=== Document text ===

Please ask the hospitality deacon if you have any questions about what
can and cannot be used.

Only candelabra and unity candles are permitted.  Individual candles are
considered a fire hazard.  Every precaution must be taken to prevent
candle wax from spilling or dripping on carpets.  Avoid the use of any
fastener, scotch tape that might tend to deface the woodwork, walls or
furnishings.

All decorations need to be removed from the building and facilities
returned to their original state on the day of the wedding.  Please allow
time for cleaning before the next scheduled service.  On Saturday, vacate
by 3:00 p.m. for adequate time to clean and distribute Sunday bulletins into
the pew racks.  On Wednesday vacate by 2:00 p.m.  The church shall not
be responsible for loss or damage of any wedding decorations.
Sound room and Sound Equipment
Only the existing sound equipment may be used at any time and only the
Central church sound technician may operate this equipment.

The music outline and CD(s) are to be given to sound technician on or
before the day of rehearsal.

The pulpit and Lord's Table can only be moved with the supervision of the
sound technician.
Please coordinate the time and date for the rehearsal with the hospitality
deacon.  The wedding rehearsal, if all members of the wedding party are
on time, will take between 45 minutes to an hour.  Members of the wedding
party are expected to be present at the time of the rehearsal.  The sound
technician should be notified in advance to permit him to arrive 30 minutes
earlier than the rest of the wedding party.

If the fellowship hall and kitchen is used for the rehearsal dinner, make
arrangements in advance for cleaning the facilities.
Reception
The fellowship hall is available for receptions following weddings.  
Arrangements for the fellowship hall can be made in consultation with the
hospitality deacon.  The fellowship hall will accommodate approximately
200 persons.

No alcoholic beverages or dancing is allowed at wedding receptions held
in church facilities and no smoking is allowed on the church premises.
Facilities
The designated person who received the key to the church building will
be responsible for locking all outside doors on leaving.

No rice, confetti or birdseed may be thrown by members of the wedding
party in the church building or outside.  Bubbles are recommended as an
alternate.  Rose petals which stain carpet must not be used.  Toilet tissue
from the church building cannot be used to decorate the rooms or
vehicles.

===

**Required action 1**
From the church wedding guidelines, reproduce the passage that begins at the words "All decorations need" and stops after the words "day of rehearsal.".
**Required action 2**
Name everything that the church wedding guidelines forbid members of the wedding party to throw.

=== Study material ===

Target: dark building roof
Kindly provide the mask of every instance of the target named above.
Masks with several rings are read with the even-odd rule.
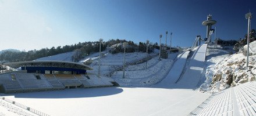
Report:
[[[76,69],[81,69],[86,70],[93,70],[91,67],[84,65],[82,63],[78,63],[71,61],[51,61],[51,60],[41,60],[41,61],[20,61],[14,63],[5,63],[3,65],[9,66],[10,67],[55,67],[71,68]]]

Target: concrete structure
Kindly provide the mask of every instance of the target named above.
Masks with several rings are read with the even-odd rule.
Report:
[[[0,92],[17,93],[65,88],[112,86],[110,78],[88,74],[93,68],[82,63],[63,61],[30,61],[4,64],[22,71],[0,74]]]
[[[211,42],[210,39],[210,31],[212,29],[212,26],[216,24],[217,21],[216,20],[212,20],[212,15],[209,14],[207,16],[207,20],[205,20],[202,23],[203,26],[207,26],[207,41]]]

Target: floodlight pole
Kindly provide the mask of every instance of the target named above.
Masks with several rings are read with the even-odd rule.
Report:
[[[215,40],[215,48],[217,48],[217,41],[216,41],[216,26],[215,26],[215,30],[214,31],[215,31],[214,32],[214,40]]]
[[[125,48],[126,48],[126,46],[127,45],[127,42],[123,42],[123,48],[125,48],[125,50],[123,51],[123,78],[125,78]]]
[[[251,19],[253,17],[253,14],[251,12],[246,14],[246,19],[248,19],[248,34],[247,34],[247,52],[246,60],[246,70],[248,71],[248,63],[249,62],[249,39],[250,39],[250,29],[251,28]]]
[[[150,43],[150,41],[149,40],[147,40],[146,41],[146,44],[147,44],[147,60],[146,60],[146,67],[145,67],[145,70],[147,69],[147,64],[148,63],[148,43]]]
[[[99,72],[98,73],[98,78],[100,78],[99,75],[101,75],[101,42],[103,41],[103,39],[99,39]]]
[[[167,49],[167,34],[168,34],[168,31],[166,31],[165,34],[166,34],[166,38],[165,38],[165,48]]]
[[[161,38],[162,38],[162,34],[161,34],[159,35],[159,39],[160,39],[160,42],[159,43],[160,43],[160,45],[159,45],[159,59],[158,59],[159,60],[161,60]]]
[[[172,50],[172,32],[170,32],[170,53],[171,53]]]

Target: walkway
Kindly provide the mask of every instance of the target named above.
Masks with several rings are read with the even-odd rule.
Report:
[[[213,94],[189,115],[256,115],[256,81]]]

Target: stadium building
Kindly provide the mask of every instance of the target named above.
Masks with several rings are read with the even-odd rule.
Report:
[[[0,92],[17,93],[65,88],[112,86],[113,79],[87,74],[91,67],[63,61],[29,61],[4,64],[21,70],[0,74]]]

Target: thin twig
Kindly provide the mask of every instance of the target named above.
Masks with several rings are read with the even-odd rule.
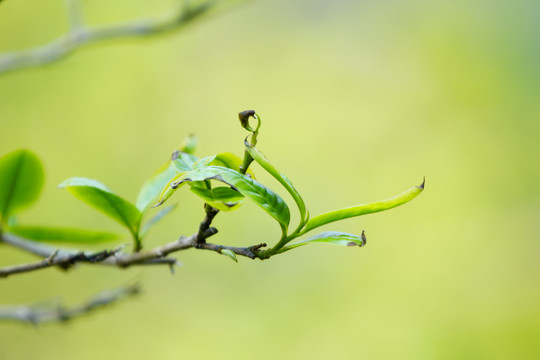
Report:
[[[49,64],[90,43],[172,32],[201,18],[216,4],[217,1],[209,0],[196,5],[182,6],[179,10],[160,19],[135,20],[125,24],[91,28],[84,26],[80,6],[76,0],[71,0],[68,8],[69,33],[40,47],[1,55],[0,73]]]
[[[140,288],[137,284],[134,284],[101,292],[88,301],[71,307],[65,307],[62,304],[48,307],[2,306],[0,307],[0,321],[22,321],[34,325],[47,322],[65,322],[138,293],[140,293]]]

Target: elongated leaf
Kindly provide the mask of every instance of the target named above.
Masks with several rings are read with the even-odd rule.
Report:
[[[222,211],[238,209],[244,199],[244,195],[230,187],[220,186],[213,189],[192,187],[191,191],[208,205]]]
[[[58,185],[129,229],[138,238],[141,212],[96,180],[70,178]]]
[[[146,181],[137,197],[136,206],[140,212],[145,211],[154,202],[161,190],[177,174],[176,167],[169,161],[163,165],[148,181]]]
[[[306,204],[304,203],[304,200],[300,196],[300,193],[298,192],[298,190],[296,190],[296,188],[292,184],[291,180],[289,180],[289,178],[287,178],[287,176],[285,176],[283,173],[279,172],[274,167],[274,165],[272,165],[270,161],[268,161],[268,159],[256,147],[252,146],[248,142],[244,142],[244,143],[246,145],[247,151],[253,157],[253,159],[259,165],[261,165],[264,170],[268,171],[270,175],[272,175],[277,181],[279,181],[279,183],[283,185],[285,189],[287,189],[289,194],[291,194],[292,198],[294,199],[294,202],[298,206],[298,210],[300,211],[299,229],[303,227],[308,218]]]
[[[233,253],[231,250],[229,249],[221,249],[221,254],[229,257],[232,261],[234,262],[238,262],[238,259],[236,258],[236,254]]]
[[[403,205],[408,201],[411,201],[415,197],[417,197],[422,191],[424,190],[424,182],[420,186],[413,186],[409,190],[394,196],[390,199],[364,204],[364,205],[358,205],[358,206],[351,206],[345,209],[341,210],[335,210],[328,212],[326,214],[322,214],[319,216],[314,217],[313,219],[309,220],[306,224],[306,227],[304,230],[302,230],[302,234],[305,234],[308,231],[311,231],[319,226],[339,221],[343,219],[348,219],[355,216],[360,215],[366,215],[371,214],[379,211],[384,211],[388,209],[392,209],[396,206]]]
[[[240,165],[242,165],[242,159],[230,152],[224,152],[217,154],[210,165],[223,166],[234,171],[240,171]],[[251,169],[246,172],[249,176],[255,179],[255,174]]]
[[[43,242],[94,244],[117,240],[120,236],[104,231],[50,226],[12,226],[10,233]]]
[[[29,150],[0,158],[0,223],[34,203],[43,187],[43,167]]]
[[[312,236],[307,240],[302,240],[297,243],[287,245],[280,252],[284,252],[284,251],[291,250],[302,245],[307,245],[307,244],[317,243],[317,242],[332,244],[332,245],[339,245],[339,246],[362,247],[366,245],[366,237],[364,235],[364,232],[362,232],[361,236],[358,236],[358,235],[348,234],[348,233],[339,232],[339,231],[326,231],[318,235]]]
[[[143,229],[141,230],[141,238],[143,238],[146,235],[146,233],[148,232],[148,230],[150,230],[150,228],[156,225],[161,219],[167,216],[175,208],[176,208],[176,204],[167,206],[166,208],[163,208],[160,211],[158,211],[158,213],[154,215],[153,218],[151,218],[144,224]]]
[[[171,182],[168,188],[164,189],[162,198],[170,197],[172,191],[185,182],[205,180],[217,180],[230,185],[276,219],[282,231],[287,232],[291,214],[285,201],[278,194],[251,177],[222,166],[207,166],[180,174],[175,182]]]

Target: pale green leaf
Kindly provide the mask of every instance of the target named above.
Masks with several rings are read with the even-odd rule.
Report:
[[[222,211],[238,209],[244,199],[244,195],[230,187],[219,186],[213,189],[192,187],[191,191],[208,205]]]
[[[138,238],[141,212],[127,200],[112,193],[99,181],[70,178],[58,187],[66,188],[78,199],[127,227],[134,238]]]
[[[278,171],[274,165],[270,163],[270,161],[254,146],[249,144],[248,142],[245,142],[246,150],[249,152],[249,154],[253,157],[253,159],[261,165],[263,169],[268,171],[270,175],[272,175],[283,187],[289,192],[289,194],[294,199],[294,202],[298,206],[298,210],[300,211],[300,224],[298,225],[298,229],[302,228],[304,224],[306,223],[308,219],[308,211],[306,209],[306,205],[304,203],[304,200],[300,196],[300,193],[294,185],[292,184],[291,180],[285,176],[285,174]]]
[[[242,159],[230,152],[224,152],[217,154],[210,165],[223,166],[234,171],[240,171],[240,165],[242,165]],[[255,179],[255,174],[251,169],[246,172],[249,176]]]
[[[306,232],[311,231],[319,226],[323,226],[334,221],[348,219],[360,215],[372,214],[375,212],[394,208],[396,206],[405,204],[408,201],[411,201],[412,199],[417,197],[423,190],[424,183],[422,183],[420,186],[413,186],[409,190],[390,199],[364,205],[351,206],[345,209],[335,210],[316,216],[308,221],[306,227],[304,228],[304,230],[302,230],[302,234],[305,234]]]
[[[41,162],[29,150],[16,150],[0,158],[0,223],[37,200],[43,178]]]
[[[279,252],[285,252],[287,250],[294,249],[299,246],[312,244],[312,243],[325,243],[339,246],[364,246],[366,245],[366,237],[364,232],[361,236],[348,234],[339,231],[326,231],[321,234],[310,237],[309,239],[296,242],[294,244],[283,247]]]

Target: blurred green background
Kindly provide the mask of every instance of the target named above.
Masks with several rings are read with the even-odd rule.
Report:
[[[176,4],[83,1],[92,25]],[[0,75],[0,154],[30,148],[46,167],[28,223],[120,231],[56,185],[96,178],[134,200],[187,134],[199,155],[241,155],[249,108],[312,215],[427,179],[403,207],[325,227],[365,229],[362,249],[238,264],[190,250],[174,276],[80,266],[1,280],[0,304],[75,303],[133,280],[144,293],[67,325],[2,323],[0,359],[540,358],[539,16],[532,0],[258,0]],[[0,4],[1,52],[66,30],[63,1]],[[196,230],[200,201],[174,200],[146,247]],[[250,203],[215,224],[228,245],[279,234]],[[0,247],[2,266],[31,260]]]

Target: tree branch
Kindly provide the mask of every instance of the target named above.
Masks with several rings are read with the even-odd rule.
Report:
[[[14,320],[35,325],[56,321],[65,322],[139,293],[139,286],[134,284],[101,292],[88,301],[72,307],[65,307],[62,304],[48,307],[2,306],[0,307],[0,321]]]
[[[90,44],[112,39],[137,38],[178,30],[208,13],[217,4],[208,0],[196,5],[185,5],[177,11],[154,20],[135,20],[125,24],[87,28],[83,24],[76,0],[69,4],[70,31],[49,44],[0,56],[0,73],[41,66],[60,60]]]

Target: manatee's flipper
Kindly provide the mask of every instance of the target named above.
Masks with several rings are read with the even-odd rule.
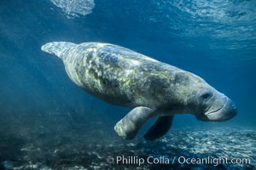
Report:
[[[154,111],[148,107],[136,107],[116,123],[114,130],[125,139],[132,139],[144,122],[154,116]]]
[[[52,42],[45,43],[41,47],[41,50],[51,54],[55,54],[61,58],[61,54],[63,51],[75,47],[77,44],[67,42]]]
[[[166,134],[172,127],[174,116],[164,116],[158,118],[155,123],[144,135],[144,139],[154,140]]]

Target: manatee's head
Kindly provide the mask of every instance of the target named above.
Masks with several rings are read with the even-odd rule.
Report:
[[[202,78],[190,72],[180,72],[177,76],[182,82],[185,111],[190,112],[198,120],[205,122],[224,122],[237,114],[234,102],[219,93]]]

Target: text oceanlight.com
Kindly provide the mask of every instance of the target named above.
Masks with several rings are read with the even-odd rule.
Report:
[[[234,157],[214,157],[207,156],[201,157],[186,157],[186,156],[148,156],[148,157],[139,157],[139,156],[108,156],[107,158],[108,163],[114,164],[125,164],[125,165],[137,165],[141,166],[143,164],[206,164],[218,166],[219,164],[251,164],[251,160],[249,158],[234,158]]]

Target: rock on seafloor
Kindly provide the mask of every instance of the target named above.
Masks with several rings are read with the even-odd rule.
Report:
[[[0,169],[255,169],[256,131],[239,128],[172,129],[155,141],[112,135],[90,141],[100,133],[94,132],[34,139],[19,150],[19,139],[5,137],[0,149],[14,156],[1,152]]]

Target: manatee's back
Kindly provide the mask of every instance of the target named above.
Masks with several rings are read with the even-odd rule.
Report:
[[[71,46],[61,54],[71,80],[116,105],[149,106],[161,102],[169,88],[170,71],[177,69],[116,45],[85,42]]]

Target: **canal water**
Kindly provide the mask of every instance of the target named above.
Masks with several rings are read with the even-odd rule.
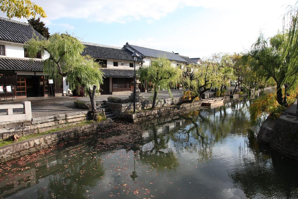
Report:
[[[2,164],[1,197],[298,198],[297,162],[256,141],[253,100],[146,121],[129,146],[91,138]]]

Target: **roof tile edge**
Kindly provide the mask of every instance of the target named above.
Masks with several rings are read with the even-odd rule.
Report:
[[[121,47],[117,46],[109,46],[108,45],[105,45],[95,43],[89,43],[88,42],[84,42],[81,41],[81,42],[83,44],[86,45],[90,45],[91,46],[99,46],[100,47],[103,47],[106,48],[115,48],[116,49],[119,49],[120,50],[123,50],[123,49]]]
[[[5,17],[0,17],[0,20],[4,20],[4,21],[10,21],[10,22],[12,22],[13,23],[15,23],[17,24],[22,24],[23,25],[24,25],[27,26],[30,26],[30,24],[26,22],[23,22],[22,21],[15,21],[15,20],[13,20],[12,19],[10,19],[9,18],[5,18]]]

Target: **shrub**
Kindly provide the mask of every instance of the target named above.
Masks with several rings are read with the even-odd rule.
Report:
[[[262,117],[267,114],[273,119],[276,119],[285,109],[277,102],[276,94],[264,95],[255,100],[249,107],[251,121],[253,124],[259,124]]]
[[[191,92],[190,91],[187,90],[183,91],[183,96],[182,97],[182,100],[189,100],[191,99],[191,97],[193,96],[191,94]],[[194,101],[199,101],[200,98],[197,97],[193,99]]]
[[[215,93],[215,97],[218,98],[221,96],[221,91],[218,90]]]
[[[221,90],[221,96],[223,96],[226,95],[226,89],[223,89]]]

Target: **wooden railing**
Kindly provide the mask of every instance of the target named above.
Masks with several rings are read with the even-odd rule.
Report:
[[[22,109],[23,113],[13,114],[13,109]],[[0,109],[6,109],[6,115],[0,115],[0,122],[21,120],[31,120],[31,102],[26,101],[21,104],[0,104]]]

===

**Answer box 1**
All decorations need to be removed from the building and facilities
returned to their original state on the day of the wedding.  Please allow
time for cleaning before the next scheduled service.  On Saturday, vacate
by 3:00 p.m. for adequate time to clean and distribute Sunday bulletins into
the pew racks.  On Wednesday vacate by 2:00 p.m.  The church shall not
be responsible for loss or damage of any wedding decorations.
Sound room and Sound Equipment
Only the existing sound equipment may be used at any time and only the
Central church sound technician may operate this equipment.

The music outline and CD(s) are to be given to sound technician on or
before the day of rehearsal.

**Answer box 2**
Rice, confetti and birdseed.